▶ [EXERCISE OBJECTIVE]: An exact copy of the data is needed, one that excludes all pictures.
________________
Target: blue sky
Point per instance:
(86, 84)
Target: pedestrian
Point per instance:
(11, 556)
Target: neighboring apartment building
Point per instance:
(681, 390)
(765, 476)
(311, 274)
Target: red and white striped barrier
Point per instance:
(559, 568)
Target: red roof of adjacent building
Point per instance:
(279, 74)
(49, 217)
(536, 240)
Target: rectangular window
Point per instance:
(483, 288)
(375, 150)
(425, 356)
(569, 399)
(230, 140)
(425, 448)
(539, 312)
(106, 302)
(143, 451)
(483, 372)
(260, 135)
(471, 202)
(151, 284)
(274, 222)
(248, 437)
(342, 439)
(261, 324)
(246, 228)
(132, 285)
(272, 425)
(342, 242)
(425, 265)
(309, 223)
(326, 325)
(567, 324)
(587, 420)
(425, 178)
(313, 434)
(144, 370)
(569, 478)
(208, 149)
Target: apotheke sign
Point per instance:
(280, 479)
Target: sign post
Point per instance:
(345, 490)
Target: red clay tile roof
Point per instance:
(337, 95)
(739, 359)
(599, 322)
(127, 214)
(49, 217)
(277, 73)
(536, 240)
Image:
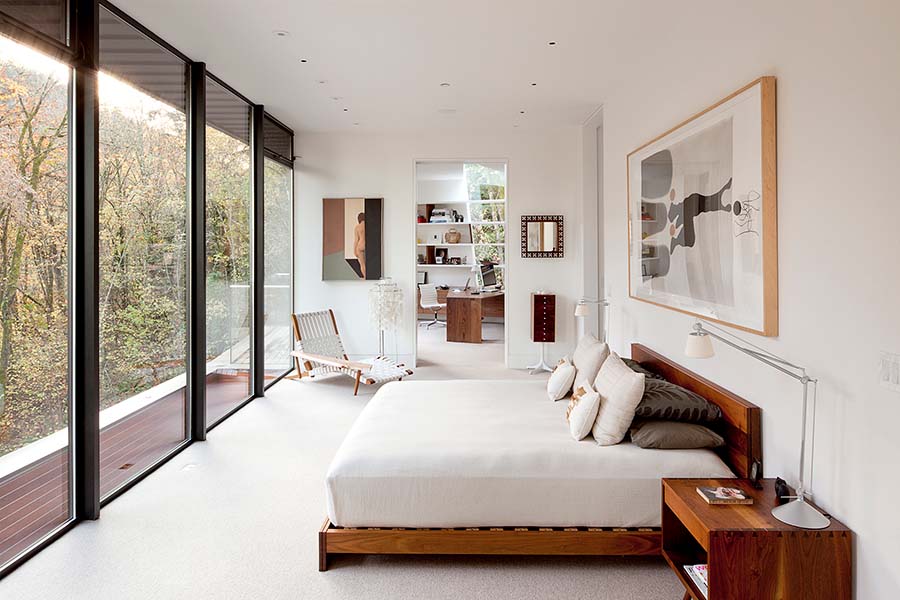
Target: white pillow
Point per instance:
(560, 382)
(620, 391)
(582, 411)
(588, 357)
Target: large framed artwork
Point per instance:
(351, 239)
(702, 214)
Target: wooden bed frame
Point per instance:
(740, 427)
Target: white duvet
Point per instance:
(492, 453)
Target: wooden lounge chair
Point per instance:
(319, 351)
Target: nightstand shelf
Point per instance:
(749, 553)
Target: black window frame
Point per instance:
(81, 54)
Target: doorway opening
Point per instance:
(461, 269)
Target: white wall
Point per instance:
(542, 179)
(838, 70)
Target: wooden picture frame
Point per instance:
(740, 428)
(557, 240)
(702, 197)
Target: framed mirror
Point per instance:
(542, 236)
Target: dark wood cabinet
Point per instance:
(543, 317)
(749, 553)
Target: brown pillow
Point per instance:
(673, 435)
(639, 368)
(664, 400)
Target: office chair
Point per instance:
(428, 300)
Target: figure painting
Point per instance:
(702, 214)
(351, 238)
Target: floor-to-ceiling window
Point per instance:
(127, 279)
(34, 297)
(143, 246)
(278, 215)
(228, 258)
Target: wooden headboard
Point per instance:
(740, 424)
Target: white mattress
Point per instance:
(492, 453)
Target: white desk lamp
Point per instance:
(798, 512)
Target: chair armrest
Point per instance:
(332, 361)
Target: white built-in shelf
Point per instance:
(462, 202)
(469, 266)
(466, 244)
(500, 223)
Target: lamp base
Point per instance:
(800, 513)
(541, 365)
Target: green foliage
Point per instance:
(143, 216)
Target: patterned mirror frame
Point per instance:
(560, 236)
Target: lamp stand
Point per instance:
(542, 364)
(798, 512)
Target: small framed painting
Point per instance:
(702, 214)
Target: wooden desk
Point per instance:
(465, 311)
(750, 553)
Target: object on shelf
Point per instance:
(493, 192)
(723, 495)
(699, 574)
(441, 215)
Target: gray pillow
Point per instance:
(639, 368)
(665, 400)
(672, 435)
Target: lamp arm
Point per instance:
(773, 361)
(785, 367)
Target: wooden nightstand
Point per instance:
(750, 553)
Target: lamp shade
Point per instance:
(699, 345)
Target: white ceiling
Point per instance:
(385, 60)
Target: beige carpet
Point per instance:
(236, 517)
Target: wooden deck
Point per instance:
(35, 500)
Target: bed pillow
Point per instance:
(674, 435)
(665, 400)
(620, 391)
(588, 357)
(639, 368)
(561, 379)
(582, 411)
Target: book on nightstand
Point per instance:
(723, 495)
(699, 574)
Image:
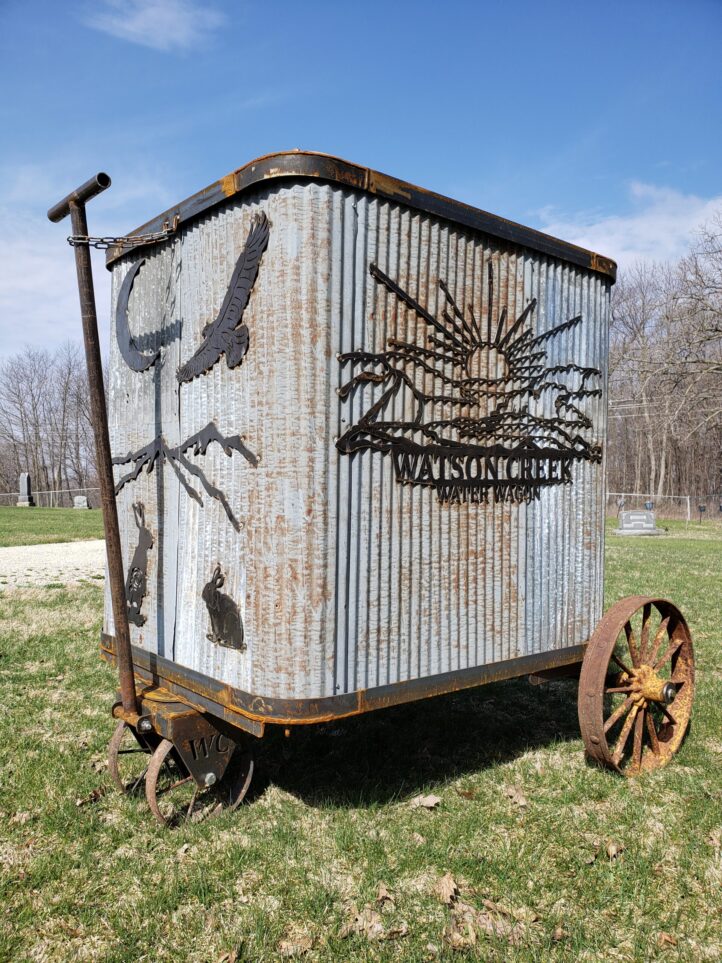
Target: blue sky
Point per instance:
(597, 123)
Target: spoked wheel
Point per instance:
(636, 686)
(175, 798)
(128, 758)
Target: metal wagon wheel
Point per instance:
(637, 685)
(128, 757)
(175, 798)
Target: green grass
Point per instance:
(330, 818)
(32, 526)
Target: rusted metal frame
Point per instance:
(74, 205)
(299, 164)
(559, 672)
(148, 678)
(246, 707)
(203, 742)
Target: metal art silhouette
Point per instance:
(131, 348)
(492, 445)
(226, 335)
(135, 359)
(136, 582)
(226, 622)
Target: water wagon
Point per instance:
(357, 433)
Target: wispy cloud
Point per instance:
(38, 292)
(659, 227)
(160, 24)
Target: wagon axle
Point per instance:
(192, 765)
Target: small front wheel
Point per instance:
(636, 686)
(174, 796)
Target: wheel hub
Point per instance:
(647, 686)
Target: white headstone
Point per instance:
(638, 523)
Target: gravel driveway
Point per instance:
(58, 562)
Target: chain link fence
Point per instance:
(55, 497)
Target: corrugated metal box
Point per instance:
(359, 435)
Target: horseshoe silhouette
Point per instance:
(134, 358)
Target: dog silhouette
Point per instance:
(136, 582)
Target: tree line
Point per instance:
(665, 389)
(45, 426)
(665, 374)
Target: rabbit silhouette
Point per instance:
(136, 582)
(226, 622)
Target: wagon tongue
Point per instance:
(74, 205)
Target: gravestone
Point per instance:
(637, 523)
(25, 497)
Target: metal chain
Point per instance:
(130, 240)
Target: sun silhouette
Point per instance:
(473, 391)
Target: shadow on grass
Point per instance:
(393, 753)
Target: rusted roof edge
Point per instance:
(308, 164)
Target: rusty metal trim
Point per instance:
(317, 166)
(244, 709)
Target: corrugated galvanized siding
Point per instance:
(141, 406)
(345, 578)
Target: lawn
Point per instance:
(32, 526)
(551, 859)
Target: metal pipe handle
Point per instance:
(74, 204)
(80, 196)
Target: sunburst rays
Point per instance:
(495, 373)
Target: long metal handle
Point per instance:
(74, 204)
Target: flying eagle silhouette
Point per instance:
(226, 335)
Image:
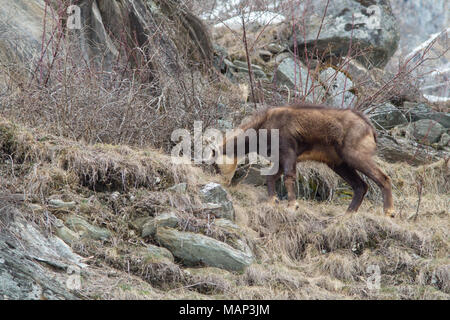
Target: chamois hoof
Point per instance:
(293, 205)
(390, 213)
(274, 201)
________________
▶ [RESPONSE TO THIS TASK]:
Target: blue sky
Point per instance:
(86, 84)
Target: pedestrian
Point per instance:
(11, 556)
Target: neighboring apartment building
Point per instance:
(681, 390)
(765, 476)
(311, 274)
Target: red and white striped barrier
Point per instance:
(559, 568)
Target: red roof of adjacent building
Point per instance:
(279, 74)
(49, 217)
(536, 240)
Target: rectangular window
Point per instance:
(483, 288)
(375, 150)
(425, 356)
(569, 399)
(230, 140)
(425, 448)
(539, 312)
(106, 302)
(143, 451)
(483, 372)
(260, 135)
(471, 202)
(151, 284)
(274, 222)
(248, 437)
(342, 439)
(261, 324)
(246, 228)
(132, 285)
(272, 425)
(342, 242)
(425, 265)
(309, 223)
(326, 325)
(567, 324)
(587, 420)
(425, 178)
(313, 434)
(144, 370)
(569, 478)
(208, 149)
Target: apotheke sign
Point per instance:
(280, 479)
Target: sign post
Point per instance:
(345, 490)
Target: red clay tile roof
Point per instance:
(337, 95)
(739, 359)
(599, 322)
(127, 214)
(49, 217)
(277, 73)
(536, 240)
Image:
Target: white pillow
Point per instance:
(560, 382)
(620, 391)
(582, 411)
(588, 357)
Target: large framed artwork
Point per instance:
(351, 239)
(702, 214)
Target: wooden bed frame
Point per instance:
(740, 427)
Target: white duvet
Point per instance:
(492, 453)
Target: wooden lounge chair
Point per instance:
(319, 351)
Target: nightstand shelf
Point per instance:
(749, 553)
Target: black window frame
Point per instance:
(81, 54)
Target: doorway opening
Point per instance:
(461, 269)
Target: white wall
Point per instance:
(542, 179)
(838, 70)
Target: wooden picture frame
Point per instance:
(740, 428)
(557, 240)
(702, 197)
Target: framed mirror
Point per instance:
(542, 236)
Target: dark wood cabinet
Point per instance:
(543, 317)
(749, 553)
Target: brown pillow
Point per instance:
(673, 435)
(639, 368)
(664, 400)
Target: office chair
Point per instance:
(428, 300)
Target: figure painting
Point per instance:
(702, 214)
(351, 238)
Target: floor-to-ceiling window
Point per instance:
(127, 279)
(34, 297)
(143, 246)
(278, 215)
(228, 258)
Target: wooden headboard
Point per instance:
(740, 424)
Target: white mattress
Point per instance:
(492, 453)
Target: white desk lamp
Point per instance:
(798, 512)
Target: chair armrest
Point per instance:
(332, 361)
Target: white built-in shelf
Point per instance:
(462, 202)
(469, 266)
(466, 244)
(500, 223)
Target: lamp base
Point per instance:
(800, 513)
(541, 365)
Target: green foliage
Point per instance:
(143, 216)
Target: patterned mirror frame
Point per instance:
(560, 236)
Target: lamp stand
Point per instance:
(542, 364)
(798, 512)
Target: small framed painting
Point per instance:
(702, 214)
Target: wooden desk
Point per instance:
(465, 311)
(750, 553)
Target: object on shelf
Point per instance:
(493, 192)
(723, 495)
(699, 574)
(441, 215)
Target: gray pillow
Point per instance:
(639, 368)
(665, 400)
(672, 435)
Target: lamp arm
Point per instance:
(773, 361)
(785, 367)
Target: wooden nightstand
Point per instance:
(750, 553)
Target: lamp shade
Point per instance:
(699, 345)
Target: white ceiling
Point per instance:
(385, 60)
Target: beige carpet
Point per instance:
(236, 517)
Target: wooden deck
Point per instance:
(35, 500)
Target: bed pillow
Point per instance:
(674, 435)
(665, 400)
(620, 391)
(588, 357)
(639, 368)
(561, 379)
(582, 411)
Target: book on nightstand
Point per instance:
(723, 495)
(699, 574)
Image:
Target: blue sky
Point per instance:
(597, 123)
Target: spoked wheel
Point per instance:
(636, 686)
(175, 798)
(128, 758)
Target: metal wagon wheel
Point per instance:
(637, 685)
(128, 757)
(175, 798)
Target: green grass
Point per instance:
(330, 818)
(32, 526)
Target: rusted metal frame
Point per instance:
(74, 205)
(299, 164)
(559, 672)
(148, 678)
(246, 707)
(203, 742)
Target: metal art silhouette
Point per instance:
(131, 348)
(492, 445)
(226, 335)
(135, 359)
(136, 582)
(226, 622)
Target: water wagon
Point per instance:
(357, 433)
Target: wispy cloud
Point per instance:
(38, 292)
(659, 227)
(160, 24)
Target: wagon axle
Point per instance:
(192, 765)
Target: small front wheel
Point per instance:
(636, 686)
(174, 796)
Target: wheel hub
Point per instance:
(647, 686)
Target: white headstone
Point per instance:
(638, 523)
Target: gravel driveway
Point per instance:
(58, 562)
Target: chain link fence
Point per instance:
(55, 497)
Target: corrugated metal box
Point per instance:
(359, 435)
Target: horseshoe silhouette
Point per instance:
(134, 358)
Target: dog silhouette
Point per instance:
(136, 582)
Target: tree line
Point per instance:
(665, 389)
(45, 426)
(665, 374)
Target: rabbit silhouette
Point per instance:
(136, 582)
(226, 622)
Target: wagon tongue
Point per instance:
(74, 205)
Target: gravestone
Point per instance:
(637, 523)
(25, 497)
Target: metal chain
Point per instance:
(130, 240)
Target: sun silhouette
Point per instance:
(473, 391)
Target: shadow on grass
Point per instance:
(393, 753)
Target: rusted roof edge
Point per instance:
(308, 164)
Target: rusty metal trim
Point per instance:
(317, 166)
(244, 709)
Target: corrugated galvanized siding
Point per instance:
(141, 406)
(345, 578)
Target: lawn
Point per instance:
(32, 526)
(551, 859)
Target: metal pipe handle
Point per instance:
(74, 204)
(80, 196)
Target: sunburst rays
Point per instance:
(495, 373)
Target: long metal handle
Point per instance:
(74, 204)
Target: flying eagle silhouette
Point per instance:
(226, 335)
Image:
Target: chamois hoof
Point per instance:
(293, 205)
(390, 213)
(274, 201)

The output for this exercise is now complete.